> [Exercise aim]:
Could you copy every record below exactly, leaving out the pictures?

:: Record excerpts

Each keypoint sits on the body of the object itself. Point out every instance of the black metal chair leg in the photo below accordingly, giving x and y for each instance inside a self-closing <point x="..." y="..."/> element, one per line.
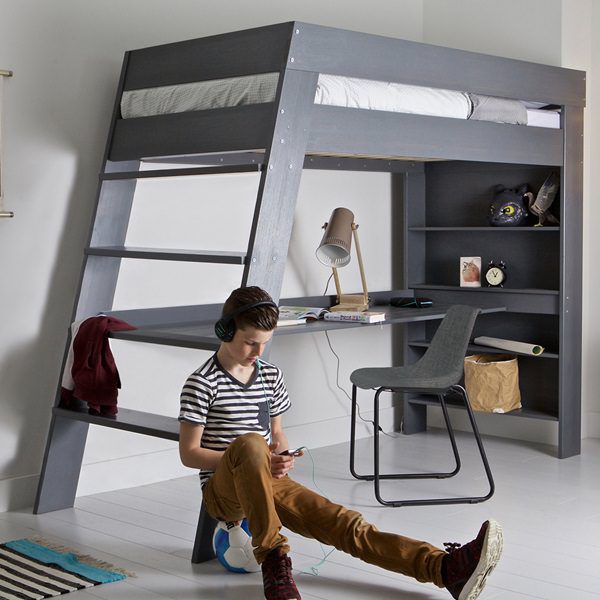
<point x="486" y="464"/>
<point x="203" y="550"/>
<point x="371" y="477"/>
<point x="377" y="477"/>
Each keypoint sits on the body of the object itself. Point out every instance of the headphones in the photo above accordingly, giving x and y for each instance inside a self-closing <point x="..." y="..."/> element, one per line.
<point x="225" y="326"/>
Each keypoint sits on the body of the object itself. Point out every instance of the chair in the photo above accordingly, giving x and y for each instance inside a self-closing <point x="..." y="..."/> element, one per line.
<point x="437" y="372"/>
<point x="203" y="550"/>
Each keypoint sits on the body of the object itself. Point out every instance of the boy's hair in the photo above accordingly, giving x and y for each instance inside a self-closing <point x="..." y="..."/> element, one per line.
<point x="262" y="317"/>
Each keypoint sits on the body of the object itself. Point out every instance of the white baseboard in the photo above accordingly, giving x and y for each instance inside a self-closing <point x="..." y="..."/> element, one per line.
<point x="17" y="492"/>
<point x="143" y="469"/>
<point x="153" y="467"/>
<point x="336" y="430"/>
<point x="592" y="424"/>
<point x="130" y="471"/>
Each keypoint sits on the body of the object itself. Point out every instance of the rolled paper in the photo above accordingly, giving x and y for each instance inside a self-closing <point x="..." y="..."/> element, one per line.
<point x="510" y="345"/>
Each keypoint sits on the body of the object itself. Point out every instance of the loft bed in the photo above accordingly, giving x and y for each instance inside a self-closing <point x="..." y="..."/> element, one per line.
<point x="281" y="98"/>
<point x="293" y="95"/>
<point x="284" y="131"/>
<point x="259" y="65"/>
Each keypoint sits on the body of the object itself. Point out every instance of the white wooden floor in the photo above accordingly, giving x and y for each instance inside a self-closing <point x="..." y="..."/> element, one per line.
<point x="549" y="509"/>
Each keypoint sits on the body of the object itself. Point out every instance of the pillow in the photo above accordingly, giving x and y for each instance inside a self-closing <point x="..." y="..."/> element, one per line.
<point x="499" y="110"/>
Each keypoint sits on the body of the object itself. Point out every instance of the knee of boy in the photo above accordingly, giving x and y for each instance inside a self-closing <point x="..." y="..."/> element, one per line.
<point x="251" y="445"/>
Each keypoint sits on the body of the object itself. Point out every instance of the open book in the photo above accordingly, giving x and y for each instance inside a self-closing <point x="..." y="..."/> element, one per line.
<point x="309" y="313"/>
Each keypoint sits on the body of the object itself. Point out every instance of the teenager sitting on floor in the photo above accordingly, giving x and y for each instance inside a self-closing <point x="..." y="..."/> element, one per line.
<point x="231" y="429"/>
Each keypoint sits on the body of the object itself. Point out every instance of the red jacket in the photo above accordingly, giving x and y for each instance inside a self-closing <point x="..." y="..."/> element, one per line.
<point x="94" y="372"/>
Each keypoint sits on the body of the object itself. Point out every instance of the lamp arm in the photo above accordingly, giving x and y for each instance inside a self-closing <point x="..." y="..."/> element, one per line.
<point x="360" y="263"/>
<point x="338" y="287"/>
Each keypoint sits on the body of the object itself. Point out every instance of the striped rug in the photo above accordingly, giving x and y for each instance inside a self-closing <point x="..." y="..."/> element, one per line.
<point x="30" y="570"/>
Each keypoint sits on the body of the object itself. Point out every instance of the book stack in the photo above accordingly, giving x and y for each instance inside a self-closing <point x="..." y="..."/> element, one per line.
<point x="367" y="316"/>
<point x="296" y="315"/>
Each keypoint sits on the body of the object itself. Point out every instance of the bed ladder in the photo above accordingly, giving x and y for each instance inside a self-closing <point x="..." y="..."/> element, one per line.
<point x="263" y="265"/>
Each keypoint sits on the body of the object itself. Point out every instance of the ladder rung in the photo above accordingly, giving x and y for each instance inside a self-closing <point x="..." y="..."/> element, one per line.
<point x="198" y="336"/>
<point x="128" y="420"/>
<point x="206" y="256"/>
<point x="187" y="172"/>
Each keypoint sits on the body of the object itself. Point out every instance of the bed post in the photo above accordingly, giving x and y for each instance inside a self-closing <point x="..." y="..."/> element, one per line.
<point x="279" y="183"/>
<point x="571" y="226"/>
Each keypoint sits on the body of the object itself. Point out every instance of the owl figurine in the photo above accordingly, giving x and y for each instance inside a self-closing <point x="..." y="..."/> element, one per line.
<point x="509" y="206"/>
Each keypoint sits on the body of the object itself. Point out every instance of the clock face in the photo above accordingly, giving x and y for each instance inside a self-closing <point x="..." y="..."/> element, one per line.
<point x="495" y="276"/>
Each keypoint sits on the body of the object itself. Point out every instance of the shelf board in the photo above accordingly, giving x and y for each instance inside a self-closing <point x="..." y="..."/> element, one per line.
<point x="493" y="290"/>
<point x="183" y="172"/>
<point x="488" y="229"/>
<point x="487" y="349"/>
<point x="200" y="333"/>
<point x="128" y="420"/>
<point x="522" y="412"/>
<point x="203" y="256"/>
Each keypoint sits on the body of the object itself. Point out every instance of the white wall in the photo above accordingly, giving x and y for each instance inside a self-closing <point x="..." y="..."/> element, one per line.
<point x="66" y="57"/>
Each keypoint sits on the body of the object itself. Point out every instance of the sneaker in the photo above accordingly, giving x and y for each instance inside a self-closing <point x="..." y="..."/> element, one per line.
<point x="465" y="568"/>
<point x="277" y="577"/>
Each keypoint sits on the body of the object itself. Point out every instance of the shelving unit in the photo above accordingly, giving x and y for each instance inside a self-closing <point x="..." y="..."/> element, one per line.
<point x="444" y="218"/>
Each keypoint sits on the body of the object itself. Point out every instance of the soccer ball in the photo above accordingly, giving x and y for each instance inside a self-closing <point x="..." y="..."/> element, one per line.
<point x="233" y="547"/>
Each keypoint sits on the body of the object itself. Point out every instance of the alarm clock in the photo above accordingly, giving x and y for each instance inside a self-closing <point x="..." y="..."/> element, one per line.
<point x="495" y="274"/>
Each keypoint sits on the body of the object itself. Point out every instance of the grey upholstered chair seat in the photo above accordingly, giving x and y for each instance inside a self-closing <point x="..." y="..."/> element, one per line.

::::

> [Output of the exercise]:
Each keypoint sits on the body of the object itself. Point out every instance of the black metal chair leg in the photo below accordingly, giving x and y for each instance inside a self-closing <point x="..." y="..."/> element, one per line.
<point x="486" y="464"/>
<point x="203" y="550"/>
<point x="371" y="477"/>
<point x="377" y="477"/>
Each keypoint sits on the body of the object itself. Point out every instance of the headphones in the photo above accordingly, giving x and y for each instance inside a self-closing <point x="..." y="..."/> element, one per line.
<point x="225" y="326"/>
Each keypoint sits on the body of the object itself. Point out every instance of the chair in the photo above accordingly, giving x and y for each instance inside a self-closing <point x="..." y="..."/> element, one per line.
<point x="437" y="372"/>
<point x="203" y="550"/>
Each keypoint sits on the body of the object itself. Point out every instance of the boy's hair in the photo above accordingly, giving x and y for each instance inside a self-closing <point x="..." y="..."/> element, one per line.
<point x="262" y="317"/>
Each keypoint sits on the body of the object itself. Point out every instance of the white baseboard in the photo above accordingly, giving x and y for each instance inside a self-closing <point x="..." y="..."/> element, one per line.
<point x="17" y="492"/>
<point x="143" y="469"/>
<point x="153" y="467"/>
<point x="336" y="430"/>
<point x="592" y="424"/>
<point x="130" y="471"/>
Each keypoint sits on the body of the object itself. Point out every instance of the rolled paper in the photo above accordingly, giving x and y for each instance inside a self-closing <point x="..." y="..."/> element, one per line.
<point x="510" y="345"/>
Each keypoint sits on the body of the object itself. Point out every instance of the loft bed in the photo above accordingly, giving x and y for each instance inside a self-closing <point x="..." y="..."/> element, one per line.
<point x="281" y="98"/>
<point x="293" y="95"/>
<point x="284" y="131"/>
<point x="259" y="65"/>
Each keypoint sits on the body of the object itself. Point out every instance of the white wooden floor in the photo above accordingly, giving x and y for each instance inside a self-closing <point x="..." y="..."/> element, one per line.
<point x="549" y="509"/>
Each keypoint sits on the body of the object itself. Point out every instance of the pillow in the photo above accordingly, giving x and y for each instance inside a self-closing <point x="..." y="..."/> element, one per line.
<point x="499" y="110"/>
Each keypoint sits on the body of the object itself. Point out every instance of the knee of boy in the photo above accordingly, giving x and y for each instance inside a self-closing <point x="..." y="..."/> element, one per line.
<point x="251" y="445"/>
Each keypoint sits on the body of the object itself. Point out every instance of the open book in the photo above accordingly, giving x and y for each instance inside a self-closing <point x="..." y="..."/> element, one per line.
<point x="309" y="313"/>
Each keypoint sits on the body of the object itself. Point out every instance of the teenager sitting on floor in the photo above accordingly, giving x and y for each instance inside a self-closing <point x="..." y="..."/> element, one per line.
<point x="231" y="429"/>
Each keypoint sits on the body of the object itself. Point out every instance of the red jacket in the photo above accordingly, giving x and y for each instance inside a self-closing <point x="..." y="..."/> element, one per line.
<point x="94" y="372"/>
Each keypoint sits on the body of the object itself. Point out every instance of the lamp arm in the photo above accordingly, giving x and y for each instance inside a self-closing <point x="..." y="..."/> element, one per line.
<point x="360" y="263"/>
<point x="338" y="287"/>
Each keypoint sits on the body of the object itself. Point out every instance of the striped rug in the photo above accordingly, giving x and y for each instance inside a self-closing <point x="..." y="..."/> element, one per line.
<point x="30" y="570"/>
Each keypoint sits on the body of the object itself. Point out every instance of the book stack in the photo above accordingly, giving x and y for each instance inside a self-closing <point x="..." y="..."/> element, one per line.
<point x="367" y="316"/>
<point x="296" y="315"/>
Each keypoint sits on the body of the object itself. Point out every instance of the bed ladder in the photo above accordingly, giving x and y for each instance inside a self-closing <point x="..." y="..."/> element, one per line.
<point x="263" y="265"/>
Each keypoint sits on the body of the object itself. Point out every instance of the ladder rung in the photo above accordingly, giving x and y for each instance inside a self-closing <point x="..." y="..."/> element, one per line.
<point x="198" y="336"/>
<point x="128" y="420"/>
<point x="206" y="256"/>
<point x="187" y="172"/>
Each keypoint sits on the body of the object itself. Point out every instance of the bed post in the photo above accordingly, giving x and y for each instance inside a self-closing <point x="..." y="..."/> element, one per line.
<point x="279" y="183"/>
<point x="571" y="226"/>
Each keypoint sits on the body of the object itself. Point out every instance of the owl figurine in the photo above accordingly, giving x and y for each instance inside a self-closing <point x="..." y="..."/> element, one per line.
<point x="509" y="206"/>
Each keypoint sits on the body of the object itself. Point out every instance of the clock face in the photo above accordingly, giving x and y for each instance inside a self-closing <point x="..." y="..."/> element, one per line.
<point x="495" y="276"/>
Each keypoint sits on the body of the object itself. Point out every instance of the shelf board in the photo above accordingly, giving x and y for each instance inside a self-closing <point x="..." y="..."/> element, one per line.
<point x="493" y="290"/>
<point x="183" y="172"/>
<point x="488" y="229"/>
<point x="487" y="349"/>
<point x="200" y="333"/>
<point x="128" y="420"/>
<point x="522" y="412"/>
<point x="203" y="256"/>
Each keypoint sits on the body of the object itself. Point out every instance of the white wall in the photo above accordingly, giving x and y for each instance inside a self-closing <point x="..." y="..."/> element, one per line.
<point x="66" y="57"/>
Each keypoint sits on the body of the object itself. Point out every instance of the sneaker in the photo above accordingly, giving x and y for each instance inside a self-closing <point x="..." y="..."/> element, one per line.
<point x="465" y="568"/>
<point x="277" y="577"/>
Each keypoint sits on the body of the object itself. Point out every instance of the shelving unit in the photo above accordingly, giving x and y for each instance inside a self-closing <point x="..." y="..."/> element, one per line.
<point x="444" y="218"/>
Each keypoint sits on the body of the object itself. Point out every instance of the soccer ball in the photo above accordingly, giving x and y for each instance inside a self-closing <point x="..." y="..."/> element, one per line.
<point x="233" y="547"/>
Each keypoint sits on the body of the object itself. Point out every instance of the alarm clock in the photo above accordingly, giving x and y for each instance inside a self-closing <point x="..." y="..."/> element, one per line.
<point x="495" y="274"/>
Each keypoint sits on the body of the object itself. Point out every instance of the grey upholstered chair seat in the photo above accordingly, giving x and y for each instance inside a self-closing <point x="..." y="..."/> element, one per line.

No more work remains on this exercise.